§ Instructions to follow:
Reply with each record repeated exactly.

(Referring expression data)
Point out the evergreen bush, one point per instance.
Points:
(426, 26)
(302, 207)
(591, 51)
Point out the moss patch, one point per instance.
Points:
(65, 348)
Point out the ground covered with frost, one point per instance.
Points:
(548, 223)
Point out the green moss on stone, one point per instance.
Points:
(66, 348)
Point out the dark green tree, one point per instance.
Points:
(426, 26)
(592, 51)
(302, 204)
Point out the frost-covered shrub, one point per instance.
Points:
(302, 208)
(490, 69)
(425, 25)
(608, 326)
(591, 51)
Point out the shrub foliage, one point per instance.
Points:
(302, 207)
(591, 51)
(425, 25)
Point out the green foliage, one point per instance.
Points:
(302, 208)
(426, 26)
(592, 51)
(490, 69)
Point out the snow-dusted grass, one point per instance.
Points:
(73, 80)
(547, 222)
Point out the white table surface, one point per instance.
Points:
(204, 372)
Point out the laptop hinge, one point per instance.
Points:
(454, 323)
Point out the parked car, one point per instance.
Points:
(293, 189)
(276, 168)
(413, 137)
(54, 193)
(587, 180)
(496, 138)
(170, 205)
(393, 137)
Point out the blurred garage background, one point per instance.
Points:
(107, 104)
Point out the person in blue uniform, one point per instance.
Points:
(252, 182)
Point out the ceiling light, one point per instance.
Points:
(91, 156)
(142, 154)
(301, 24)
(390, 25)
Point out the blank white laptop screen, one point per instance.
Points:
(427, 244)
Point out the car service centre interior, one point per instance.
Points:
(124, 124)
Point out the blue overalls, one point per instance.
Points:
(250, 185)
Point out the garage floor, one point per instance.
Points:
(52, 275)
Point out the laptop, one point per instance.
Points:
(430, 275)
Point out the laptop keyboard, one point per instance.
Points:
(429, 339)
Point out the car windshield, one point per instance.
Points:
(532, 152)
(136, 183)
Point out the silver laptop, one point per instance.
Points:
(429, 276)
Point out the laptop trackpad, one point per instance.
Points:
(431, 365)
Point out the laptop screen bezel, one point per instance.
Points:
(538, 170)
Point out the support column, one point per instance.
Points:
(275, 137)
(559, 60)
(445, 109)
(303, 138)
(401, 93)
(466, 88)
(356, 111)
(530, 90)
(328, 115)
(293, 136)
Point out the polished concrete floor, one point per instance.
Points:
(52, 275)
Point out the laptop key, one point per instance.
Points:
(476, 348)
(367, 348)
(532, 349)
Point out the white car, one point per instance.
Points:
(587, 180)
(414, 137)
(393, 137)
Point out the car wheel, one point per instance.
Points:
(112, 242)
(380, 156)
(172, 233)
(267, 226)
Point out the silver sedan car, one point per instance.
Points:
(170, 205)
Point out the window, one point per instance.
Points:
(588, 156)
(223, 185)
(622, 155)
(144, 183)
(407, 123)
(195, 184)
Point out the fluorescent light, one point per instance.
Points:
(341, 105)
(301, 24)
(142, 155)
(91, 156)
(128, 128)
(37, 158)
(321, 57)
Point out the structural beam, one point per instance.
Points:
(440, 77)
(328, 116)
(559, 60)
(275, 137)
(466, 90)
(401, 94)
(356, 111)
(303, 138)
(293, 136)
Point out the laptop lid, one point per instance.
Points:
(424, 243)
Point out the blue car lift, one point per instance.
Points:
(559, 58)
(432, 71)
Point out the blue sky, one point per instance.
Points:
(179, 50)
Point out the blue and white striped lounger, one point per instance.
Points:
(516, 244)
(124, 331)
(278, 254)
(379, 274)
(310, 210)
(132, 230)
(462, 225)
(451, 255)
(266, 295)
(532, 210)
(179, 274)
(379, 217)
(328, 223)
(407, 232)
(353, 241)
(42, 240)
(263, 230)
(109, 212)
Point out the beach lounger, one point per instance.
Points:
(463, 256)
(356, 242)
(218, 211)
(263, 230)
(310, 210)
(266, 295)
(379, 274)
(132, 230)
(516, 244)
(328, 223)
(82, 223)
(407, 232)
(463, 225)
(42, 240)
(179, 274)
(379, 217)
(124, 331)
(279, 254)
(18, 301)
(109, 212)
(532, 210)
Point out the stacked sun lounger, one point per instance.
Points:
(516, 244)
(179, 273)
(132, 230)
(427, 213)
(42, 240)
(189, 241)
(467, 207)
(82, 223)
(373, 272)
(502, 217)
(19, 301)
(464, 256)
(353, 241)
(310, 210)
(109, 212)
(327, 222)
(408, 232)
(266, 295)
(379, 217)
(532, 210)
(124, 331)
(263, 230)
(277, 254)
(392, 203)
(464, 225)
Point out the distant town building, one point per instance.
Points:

§ Response to the exercise:
Point out the evergreen bush, one point per instance.
Points:
(426, 26)
(302, 207)
(591, 51)
Point out the moss patch, one point per instance.
Points:
(65, 348)
Point out the ground covered with frost, one point per instance.
Points:
(548, 223)
Point out the green moss on stone, one point per instance.
Points:
(66, 348)
Point out the dark green tree, one point per instance.
Points:
(426, 26)
(592, 51)
(302, 204)
Point out the frost-covered shrub, one point per instance.
Points:
(302, 208)
(490, 69)
(425, 25)
(608, 326)
(591, 51)
Point out the shrub foliage, one point per instance.
Points:
(302, 207)
(591, 51)
(425, 25)
Point out the green foliage, one point per instance.
Points:
(302, 208)
(426, 26)
(592, 51)
(490, 69)
Point out the snow-dusted grass, one point per instance.
Points:
(73, 80)
(547, 222)
Point out the white table surface, one point per instance.
Points:
(204, 372)
Point out the laptop hinge, one point per instance.
Points:
(454, 323)
Point out the parked car, one point per instance.
Points:
(293, 189)
(276, 168)
(413, 137)
(54, 193)
(587, 180)
(496, 138)
(170, 205)
(393, 137)
Point out the blurred garage background, one point per instance.
Points:
(107, 104)
Point out the person in blue uniform, one point per instance.
Points:
(252, 182)
Point out the ceiling light, one point per instance.
Points:
(91, 156)
(142, 154)
(301, 24)
(390, 25)
Point out the blank white laptop screen, one point per instance.
Points:
(427, 244)
Point out the car service centre interior, one point per instance.
Points:
(124, 124)
Point out the blue overalls, one point per instance.
Points:
(250, 185)
Point out the garage floor, one point per instance.
Points:
(52, 275)
Point out the laptop, one point per instance.
Points:
(430, 275)
Point out the laptop keyboard, one point per instance.
Points:
(429, 339)
Point out the car windshield, one point per instance.
Points:
(532, 152)
(136, 183)
Point out the silver laptop, one point per instance.
Points:
(429, 276)
Point out the laptop trackpad, one point per instance.
Points:
(431, 365)
Point out the laptop screen bezel, one point per instance.
Points:
(538, 170)
Point out the support column, one point per instance.
Points:
(275, 137)
(559, 60)
(445, 109)
(303, 138)
(401, 93)
(466, 88)
(356, 111)
(530, 90)
(328, 115)
(293, 136)
Point out the polished concrete floor, one point per instance.
Points:
(52, 275)
Point out the laptop key, one point per instance.
Points:
(476, 348)
(367, 348)
(532, 349)
Point out the white car, one point per instance.
Points:
(587, 180)
(414, 137)
(393, 137)
Point out the car wheel, one point per instance.
Points:
(112, 242)
(380, 156)
(172, 233)
(267, 226)
Point out the silver sedan car, one point per instance.
Points:
(170, 205)
Point out the window, one point per instance.
Points:
(588, 156)
(223, 185)
(622, 155)
(144, 183)
(407, 123)
(195, 184)
Point out the fluorescent light, one point per instance.
Points:
(341, 105)
(301, 24)
(142, 155)
(91, 156)
(128, 128)
(37, 158)
(321, 57)
Point out the structural beam, one point per instance.
Points:
(440, 77)
(328, 116)
(559, 60)
(275, 137)
(466, 90)
(401, 94)
(356, 111)
(303, 138)
(293, 136)
Point out the laptop lid, one point per instance.
Points:
(424, 243)
Point out the blue car lift, one point per instance.
Points:
(559, 58)
(432, 71)
Point out the blue sky, one point per instance.
Points:
(179, 50)
Point out the blue and white striped lounger, one point per instance.
Points:
(516, 244)
(124, 331)
(278, 254)
(379, 274)
(310, 210)
(132, 230)
(462, 225)
(451, 255)
(266, 295)
(532, 210)
(179, 274)
(379, 217)
(328, 223)
(407, 232)
(353, 241)
(42, 240)
(263, 230)
(109, 212)
Point out the beach lounger, one point per instance.
Points:
(463, 256)
(356, 242)
(218, 211)
(263, 230)
(310, 210)
(266, 295)
(379, 274)
(132, 230)
(516, 244)
(328, 223)
(82, 223)
(407, 232)
(463, 225)
(42, 240)
(179, 274)
(379, 217)
(124, 331)
(279, 254)
(18, 301)
(109, 212)
(532, 210)
Point out the stacked sun lounger, one point per instance.
Points:
(516, 244)
(179, 273)
(132, 230)
(427, 213)
(42, 240)
(189, 241)
(467, 207)
(82, 223)
(373, 272)
(502, 217)
(19, 301)
(464, 256)
(353, 241)
(310, 210)
(109, 212)
(327, 222)
(408, 232)
(266, 295)
(379, 217)
(532, 210)
(124, 331)
(263, 230)
(277, 254)
(392, 203)
(464, 225)
Point out the distant town building, one point per instance.
Points:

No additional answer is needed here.